━━ Supplied text

For VCFs following the format described in this section, these commands can be used for genotyping:
# run PanGenie (using 24 cores), produces genotyped VCF "pangenie_genotyping.vcf"
PanGenie -i <input-reads> -v <graph-vcf> -r <reference-genome> -o pangenie -j 24 -t 24
# decompose bubbles and produce a bi-allelic VCF with genotypes for each (nested) allele
cat pangenie_genotyping.vcf | python3 convert-to-biallelic.py <callset-VCF> > pangenie_genotyping_biallelic.vcf
The first step is running PanGenie, and the second step uses the annotations in the VCFs to translate bubble genotypes to genotypes for all variant alleles. Thus, the final VCF contains exactly the same records as the callset-VCF, just with genotypes added for all these variants.
We have written a pipeline that calls variants from haplotype-resolved assemblies of human samples and generates a graph-VCF to be used as input to PanGenie. This pipeline is available here: https://bitbucket.org/jana_ebler/vcf-merging/src/master/pangenome-graph-from-assemblies/. The pipeline produces two ouput VCFs. A mulit-allelic graph-VCF and a bi-allelic callset-VCF formatted as described in section Genotyping variation nested inside of bubbles above.
For the HPRC Minigraph-Cactus graph published in https://doi.org/10.1038/s41586-023-05896-x, we have generated PanGenie-ready VCFs containing haplotype data from 44 human samples (88 haplotypes). VCFs were generated based on GRCh38 and CHM13. They are available at:
Dataset | PanGenie input VCF | Callset VCF |
---|---|---|
HPRC-GRCh38 (88 haplotypes) | graph-VCF | callset-VCF |
HPRC-CHM13 (88 haplotypes) | graph-VCF | callset-VCF |
For each VCF, there is two versions. A multi-allelic graph-VCF (second column) representing the pangenome graph that is to be used as input to PanGenie, and a bi-allelic callset-VCF (third column) describing all variant alleles contained in the bubbles of the pangenome graph. These VCFs follow the same format as described in section "Decomposing bubbles".

━━━━
━━ Listed entries

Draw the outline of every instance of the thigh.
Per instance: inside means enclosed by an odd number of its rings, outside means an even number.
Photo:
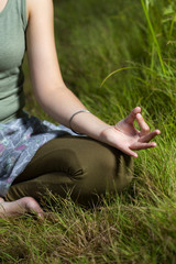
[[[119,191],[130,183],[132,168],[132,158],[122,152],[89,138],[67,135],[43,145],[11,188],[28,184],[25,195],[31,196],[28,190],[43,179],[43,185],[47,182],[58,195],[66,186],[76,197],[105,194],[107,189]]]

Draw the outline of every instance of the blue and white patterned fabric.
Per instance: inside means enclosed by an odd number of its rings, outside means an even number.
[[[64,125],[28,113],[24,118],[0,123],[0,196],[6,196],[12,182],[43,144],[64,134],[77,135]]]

━━━━
━━ Listed entries

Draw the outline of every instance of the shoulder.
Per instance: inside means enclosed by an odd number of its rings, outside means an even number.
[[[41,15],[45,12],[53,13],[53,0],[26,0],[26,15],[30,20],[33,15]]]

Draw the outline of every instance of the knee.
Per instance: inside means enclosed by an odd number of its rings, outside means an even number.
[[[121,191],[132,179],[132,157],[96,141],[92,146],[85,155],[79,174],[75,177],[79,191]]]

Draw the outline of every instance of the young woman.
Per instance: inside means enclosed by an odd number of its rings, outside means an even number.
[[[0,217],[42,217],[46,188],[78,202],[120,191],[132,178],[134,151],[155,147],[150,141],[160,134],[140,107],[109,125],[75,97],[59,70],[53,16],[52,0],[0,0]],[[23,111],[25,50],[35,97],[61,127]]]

━━━━

- _Exercise aim_
Reproduce the PanGenie genotyping passage above word for word, from its opening sentence through its final line.

- _Exercise response_
For VCFs following the format described in this section, these commands can be used for genotyping:
# run PanGenie (using 24 cores), produces genotyped VCF "pangenie_genotyping.vcf"
PanGenie -i <input-reads> -v <graph-vcf> -r <reference-genome> -o pangenie -j 24 -t 24
# decompose bubbles and produce a bi-allelic VCF with genotypes for each (nested) allele
cat pangenie_genotyping.vcf | python3 convert-to-biallelic.py <callset-VCF> > pangenie_genotyping_biallelic.vcf
The first step is running PanGenie, and the second step uses the annotations in the VCFs to translate bubble genotypes to genotypes for all variant alleles. Thus, the final VCF contains exactly the same records as the callset-VCF, just with genotypes added for all these variants.
We have written a pipeline that calls variants from haplotype-resolved assemblies of human samples and generates a graph-VCF to be used as input to PanGenie. This pipeline is available here: https://bitbucket.org/jana_ebler/vcf-merging/src/master/pangenome-graph-from-assemblies/. The pipeline produces two ouput VCFs. A mulit-allelic graph-VCF and a bi-allelic callset-VCF formatted as described in section Genotyping variation nested inside of bubbles above.
For the HPRC Minigraph-Cactus graph published in https://doi.org/10.1038/s41586-023-05896-x, we have generated PanGenie-ready VCFs containing haplotype data from 44 human samples (88 haplotypes). VCFs were generated based on GRCh38 and CHM13. They are available at:
Dataset | PanGenie input VCF | Callset VCF |
---|---|---|
HPRC-GRCh38 (88 haplotypes) | graph-VCF | callset-VCF |
HPRC-CHM13 (88 haplotypes) | graph-VCF | callset-VCF |
For each VCF, there is two versions. A multi-allelic graph-VCF (second column) representing the pangenome graph that is to be used as input to PanGenie, and a bi-allelic callset-VCF (third column) describing all variant alleles contained in the bubbles of the pangenome graph. These VCFs follow the same format as described in section "Decomposing bubbles".